> [Your objective]
Can you write out the lines of the records word for word, starting with the line that contains "Each instance of the woman's" and going on through the end of the records?

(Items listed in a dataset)
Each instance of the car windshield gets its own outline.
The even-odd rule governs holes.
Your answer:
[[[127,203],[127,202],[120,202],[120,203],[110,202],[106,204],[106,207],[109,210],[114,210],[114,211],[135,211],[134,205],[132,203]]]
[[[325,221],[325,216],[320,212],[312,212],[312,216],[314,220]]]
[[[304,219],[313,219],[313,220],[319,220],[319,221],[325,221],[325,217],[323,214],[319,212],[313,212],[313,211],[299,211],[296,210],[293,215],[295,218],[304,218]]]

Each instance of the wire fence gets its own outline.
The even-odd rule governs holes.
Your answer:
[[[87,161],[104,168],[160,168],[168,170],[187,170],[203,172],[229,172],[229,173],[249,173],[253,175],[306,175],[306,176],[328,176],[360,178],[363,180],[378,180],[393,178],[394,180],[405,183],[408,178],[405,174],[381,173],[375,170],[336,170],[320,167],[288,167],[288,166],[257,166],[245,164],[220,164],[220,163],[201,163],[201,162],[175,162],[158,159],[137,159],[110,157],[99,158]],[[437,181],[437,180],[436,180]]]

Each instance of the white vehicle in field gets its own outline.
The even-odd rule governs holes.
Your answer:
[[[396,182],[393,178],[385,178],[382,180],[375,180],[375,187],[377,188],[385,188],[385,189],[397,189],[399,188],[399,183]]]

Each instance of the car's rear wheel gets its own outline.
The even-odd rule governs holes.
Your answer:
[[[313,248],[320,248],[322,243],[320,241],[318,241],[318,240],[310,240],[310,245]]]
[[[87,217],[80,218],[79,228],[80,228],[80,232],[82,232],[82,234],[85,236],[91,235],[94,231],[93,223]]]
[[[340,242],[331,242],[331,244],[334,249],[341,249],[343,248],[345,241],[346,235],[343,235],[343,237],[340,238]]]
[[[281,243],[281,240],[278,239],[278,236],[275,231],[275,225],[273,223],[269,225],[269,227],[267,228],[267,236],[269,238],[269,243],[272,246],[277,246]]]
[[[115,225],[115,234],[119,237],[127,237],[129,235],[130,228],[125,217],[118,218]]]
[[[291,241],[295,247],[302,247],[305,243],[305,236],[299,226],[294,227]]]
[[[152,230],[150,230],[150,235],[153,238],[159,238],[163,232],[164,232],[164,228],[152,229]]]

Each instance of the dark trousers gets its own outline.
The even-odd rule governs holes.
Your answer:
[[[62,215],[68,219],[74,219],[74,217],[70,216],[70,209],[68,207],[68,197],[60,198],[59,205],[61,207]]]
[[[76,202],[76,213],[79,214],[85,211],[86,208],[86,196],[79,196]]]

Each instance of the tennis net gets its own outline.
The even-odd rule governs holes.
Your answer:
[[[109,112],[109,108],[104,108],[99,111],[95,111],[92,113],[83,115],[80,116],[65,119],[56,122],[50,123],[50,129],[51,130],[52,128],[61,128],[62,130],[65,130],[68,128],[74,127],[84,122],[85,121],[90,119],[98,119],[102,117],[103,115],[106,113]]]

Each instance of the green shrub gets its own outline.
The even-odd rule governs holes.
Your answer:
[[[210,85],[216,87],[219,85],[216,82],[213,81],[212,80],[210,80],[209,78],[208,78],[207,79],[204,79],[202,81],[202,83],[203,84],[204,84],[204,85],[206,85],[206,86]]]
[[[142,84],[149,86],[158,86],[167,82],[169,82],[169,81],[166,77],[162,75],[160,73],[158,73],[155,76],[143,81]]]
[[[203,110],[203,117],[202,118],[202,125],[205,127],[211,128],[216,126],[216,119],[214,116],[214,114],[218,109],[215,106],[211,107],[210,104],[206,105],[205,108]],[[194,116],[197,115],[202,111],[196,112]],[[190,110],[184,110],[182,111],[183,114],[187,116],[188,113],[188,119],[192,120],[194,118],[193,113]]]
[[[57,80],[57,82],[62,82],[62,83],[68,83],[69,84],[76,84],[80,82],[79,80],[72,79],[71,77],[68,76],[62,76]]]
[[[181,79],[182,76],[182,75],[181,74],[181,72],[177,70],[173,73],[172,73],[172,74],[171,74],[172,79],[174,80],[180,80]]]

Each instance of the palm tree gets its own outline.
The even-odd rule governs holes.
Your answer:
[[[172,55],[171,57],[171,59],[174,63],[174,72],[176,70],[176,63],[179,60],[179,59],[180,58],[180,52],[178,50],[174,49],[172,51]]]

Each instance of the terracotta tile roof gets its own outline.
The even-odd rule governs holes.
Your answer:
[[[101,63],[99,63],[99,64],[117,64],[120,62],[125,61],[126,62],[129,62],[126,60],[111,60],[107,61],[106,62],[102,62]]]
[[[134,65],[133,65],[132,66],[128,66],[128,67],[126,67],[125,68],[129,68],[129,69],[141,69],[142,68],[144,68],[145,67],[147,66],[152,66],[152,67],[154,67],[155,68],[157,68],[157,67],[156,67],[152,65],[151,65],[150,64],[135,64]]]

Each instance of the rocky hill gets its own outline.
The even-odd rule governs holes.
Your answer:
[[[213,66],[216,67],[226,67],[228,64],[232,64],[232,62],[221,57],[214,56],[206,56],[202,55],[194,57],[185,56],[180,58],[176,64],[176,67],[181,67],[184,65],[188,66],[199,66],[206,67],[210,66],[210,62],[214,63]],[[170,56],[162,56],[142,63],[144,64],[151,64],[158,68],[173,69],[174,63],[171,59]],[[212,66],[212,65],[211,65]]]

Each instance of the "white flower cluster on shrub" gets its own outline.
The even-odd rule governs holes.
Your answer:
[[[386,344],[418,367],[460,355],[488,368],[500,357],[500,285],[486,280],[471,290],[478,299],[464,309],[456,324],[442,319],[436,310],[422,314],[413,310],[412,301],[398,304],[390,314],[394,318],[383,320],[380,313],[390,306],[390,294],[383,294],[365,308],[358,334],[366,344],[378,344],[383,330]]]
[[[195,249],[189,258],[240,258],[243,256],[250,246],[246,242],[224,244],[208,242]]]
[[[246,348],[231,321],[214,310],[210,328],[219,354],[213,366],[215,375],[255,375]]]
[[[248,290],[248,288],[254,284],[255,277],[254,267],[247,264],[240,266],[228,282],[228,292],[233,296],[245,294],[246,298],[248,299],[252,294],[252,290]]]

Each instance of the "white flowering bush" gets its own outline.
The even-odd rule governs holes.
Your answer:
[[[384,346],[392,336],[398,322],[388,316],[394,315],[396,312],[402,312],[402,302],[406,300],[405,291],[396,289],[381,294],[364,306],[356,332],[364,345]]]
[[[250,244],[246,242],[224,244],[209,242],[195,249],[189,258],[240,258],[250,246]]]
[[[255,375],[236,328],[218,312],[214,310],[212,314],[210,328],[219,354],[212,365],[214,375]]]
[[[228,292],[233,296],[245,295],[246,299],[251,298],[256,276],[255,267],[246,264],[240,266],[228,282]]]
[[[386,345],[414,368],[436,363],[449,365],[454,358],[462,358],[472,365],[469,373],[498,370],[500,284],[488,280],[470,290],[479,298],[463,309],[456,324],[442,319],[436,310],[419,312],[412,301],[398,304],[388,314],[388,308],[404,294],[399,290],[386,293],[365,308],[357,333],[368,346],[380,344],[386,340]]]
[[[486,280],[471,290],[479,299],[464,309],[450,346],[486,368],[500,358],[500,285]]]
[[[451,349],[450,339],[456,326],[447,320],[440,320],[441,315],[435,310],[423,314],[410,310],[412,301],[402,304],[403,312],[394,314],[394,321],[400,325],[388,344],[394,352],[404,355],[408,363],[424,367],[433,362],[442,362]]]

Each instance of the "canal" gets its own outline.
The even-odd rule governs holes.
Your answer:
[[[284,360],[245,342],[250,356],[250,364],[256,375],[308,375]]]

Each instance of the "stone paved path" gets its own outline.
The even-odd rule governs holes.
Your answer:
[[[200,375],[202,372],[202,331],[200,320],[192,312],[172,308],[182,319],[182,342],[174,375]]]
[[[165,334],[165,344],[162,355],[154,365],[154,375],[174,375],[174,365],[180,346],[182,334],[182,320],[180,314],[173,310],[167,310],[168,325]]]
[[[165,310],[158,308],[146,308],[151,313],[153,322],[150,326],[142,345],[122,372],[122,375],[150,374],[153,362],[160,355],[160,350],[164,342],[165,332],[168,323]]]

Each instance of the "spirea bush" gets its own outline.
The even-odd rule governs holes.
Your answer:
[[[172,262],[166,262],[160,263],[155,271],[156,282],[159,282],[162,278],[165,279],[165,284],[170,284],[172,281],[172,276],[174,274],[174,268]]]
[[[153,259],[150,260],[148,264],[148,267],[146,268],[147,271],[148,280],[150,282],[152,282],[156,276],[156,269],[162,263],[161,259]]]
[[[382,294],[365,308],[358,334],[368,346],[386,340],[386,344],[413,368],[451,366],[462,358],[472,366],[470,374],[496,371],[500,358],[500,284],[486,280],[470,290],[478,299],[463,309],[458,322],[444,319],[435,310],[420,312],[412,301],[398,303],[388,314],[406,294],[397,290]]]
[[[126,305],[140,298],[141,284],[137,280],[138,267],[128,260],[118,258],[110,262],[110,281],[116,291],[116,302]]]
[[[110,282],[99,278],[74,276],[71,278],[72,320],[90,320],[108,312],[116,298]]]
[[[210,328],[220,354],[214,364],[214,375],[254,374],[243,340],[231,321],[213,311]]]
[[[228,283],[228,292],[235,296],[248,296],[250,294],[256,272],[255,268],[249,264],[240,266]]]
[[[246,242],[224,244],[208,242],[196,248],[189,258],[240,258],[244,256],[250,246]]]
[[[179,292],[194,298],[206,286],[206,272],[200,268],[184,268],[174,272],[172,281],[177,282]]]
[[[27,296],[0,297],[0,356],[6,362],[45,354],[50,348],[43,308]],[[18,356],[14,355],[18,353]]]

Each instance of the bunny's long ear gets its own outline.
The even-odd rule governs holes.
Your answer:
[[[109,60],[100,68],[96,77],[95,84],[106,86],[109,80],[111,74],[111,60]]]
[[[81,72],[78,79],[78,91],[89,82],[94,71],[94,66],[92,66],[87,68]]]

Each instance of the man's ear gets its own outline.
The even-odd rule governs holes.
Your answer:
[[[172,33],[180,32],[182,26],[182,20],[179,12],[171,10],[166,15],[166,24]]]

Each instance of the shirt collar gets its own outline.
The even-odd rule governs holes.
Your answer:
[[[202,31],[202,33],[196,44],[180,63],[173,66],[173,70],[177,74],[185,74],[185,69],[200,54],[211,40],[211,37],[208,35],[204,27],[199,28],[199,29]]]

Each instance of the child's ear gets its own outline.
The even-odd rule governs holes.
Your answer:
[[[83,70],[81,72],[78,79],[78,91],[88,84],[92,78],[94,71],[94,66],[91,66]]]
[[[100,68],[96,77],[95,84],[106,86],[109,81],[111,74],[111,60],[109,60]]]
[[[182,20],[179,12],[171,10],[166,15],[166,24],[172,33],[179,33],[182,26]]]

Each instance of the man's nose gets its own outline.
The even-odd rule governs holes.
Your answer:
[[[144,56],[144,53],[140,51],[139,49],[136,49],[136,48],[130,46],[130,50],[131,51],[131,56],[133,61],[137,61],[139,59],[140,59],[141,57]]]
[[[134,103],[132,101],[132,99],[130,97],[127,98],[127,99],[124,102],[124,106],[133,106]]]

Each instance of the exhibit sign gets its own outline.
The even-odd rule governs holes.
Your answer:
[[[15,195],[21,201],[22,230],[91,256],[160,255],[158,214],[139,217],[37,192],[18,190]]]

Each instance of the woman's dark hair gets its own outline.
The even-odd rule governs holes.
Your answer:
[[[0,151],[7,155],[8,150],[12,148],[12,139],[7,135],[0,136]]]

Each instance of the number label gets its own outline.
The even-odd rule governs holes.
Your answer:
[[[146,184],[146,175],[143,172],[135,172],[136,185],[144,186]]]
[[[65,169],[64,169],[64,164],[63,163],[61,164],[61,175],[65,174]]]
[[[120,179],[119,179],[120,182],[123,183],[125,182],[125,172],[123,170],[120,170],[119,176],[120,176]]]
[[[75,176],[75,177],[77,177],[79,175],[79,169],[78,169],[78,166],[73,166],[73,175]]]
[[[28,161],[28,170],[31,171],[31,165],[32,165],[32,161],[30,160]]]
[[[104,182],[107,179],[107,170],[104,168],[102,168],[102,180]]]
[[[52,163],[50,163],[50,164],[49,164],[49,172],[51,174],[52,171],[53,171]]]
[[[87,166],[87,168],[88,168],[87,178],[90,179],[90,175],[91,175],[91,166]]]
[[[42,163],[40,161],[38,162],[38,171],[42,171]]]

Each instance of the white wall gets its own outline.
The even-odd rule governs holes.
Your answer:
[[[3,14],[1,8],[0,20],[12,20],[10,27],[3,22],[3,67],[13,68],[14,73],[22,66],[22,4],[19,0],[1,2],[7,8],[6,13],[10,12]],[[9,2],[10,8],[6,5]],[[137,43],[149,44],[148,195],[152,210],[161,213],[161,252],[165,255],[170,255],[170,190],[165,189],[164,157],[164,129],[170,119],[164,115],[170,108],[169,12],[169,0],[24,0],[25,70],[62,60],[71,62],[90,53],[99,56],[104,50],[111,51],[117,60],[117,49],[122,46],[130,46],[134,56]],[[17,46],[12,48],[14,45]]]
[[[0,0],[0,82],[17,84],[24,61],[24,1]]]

> [Solution to this problem]
Each instance of the woman's dark hair gets its own outline.
The even-odd rule governs holes.
Your answer:
[[[0,151],[7,155],[8,150],[12,148],[12,139],[7,135],[0,136]]]

Each instance of the number label gets its own outline.
The even-odd rule governs holes.
Your answer:
[[[146,184],[146,175],[143,172],[135,172],[136,185],[144,186]]]
[[[65,169],[64,169],[64,164],[63,163],[61,164],[61,175],[65,174]]]
[[[120,179],[119,179],[120,182],[123,183],[125,182],[125,172],[123,170],[120,170],[119,176],[120,176]]]
[[[75,176],[75,177],[77,177],[79,175],[79,169],[78,169],[78,166],[73,166],[73,175]]]
[[[28,161],[28,170],[31,171],[31,165],[32,165],[32,161],[30,160]]]
[[[104,182],[107,179],[107,170],[104,168],[102,168],[102,180]]]
[[[52,163],[50,163],[50,164],[49,164],[49,172],[51,174],[52,171],[53,171]]]
[[[87,166],[87,168],[88,168],[87,178],[90,179],[90,175],[91,175],[91,166]]]
[[[42,163],[40,161],[38,162],[38,171],[42,171]]]

Each instance of the white wall gets its own outline.
The even-odd rule governs holes.
Your answer:
[[[3,14],[1,8],[0,20],[12,20],[10,27],[3,22],[3,67],[13,68],[14,73],[22,66],[22,4],[19,0],[1,2],[7,8],[6,13],[10,12]],[[9,2],[10,8],[6,5]],[[137,43],[149,44],[148,195],[152,210],[161,213],[161,252],[165,255],[170,255],[170,190],[165,189],[164,157],[164,129],[170,119],[164,115],[170,108],[169,12],[169,0],[24,0],[25,70],[62,60],[71,62],[90,53],[99,56],[104,50],[111,51],[117,60],[117,49],[122,46],[130,46],[134,56]],[[17,46],[12,48],[14,45]]]
[[[0,0],[0,82],[17,84],[24,61],[24,1]]]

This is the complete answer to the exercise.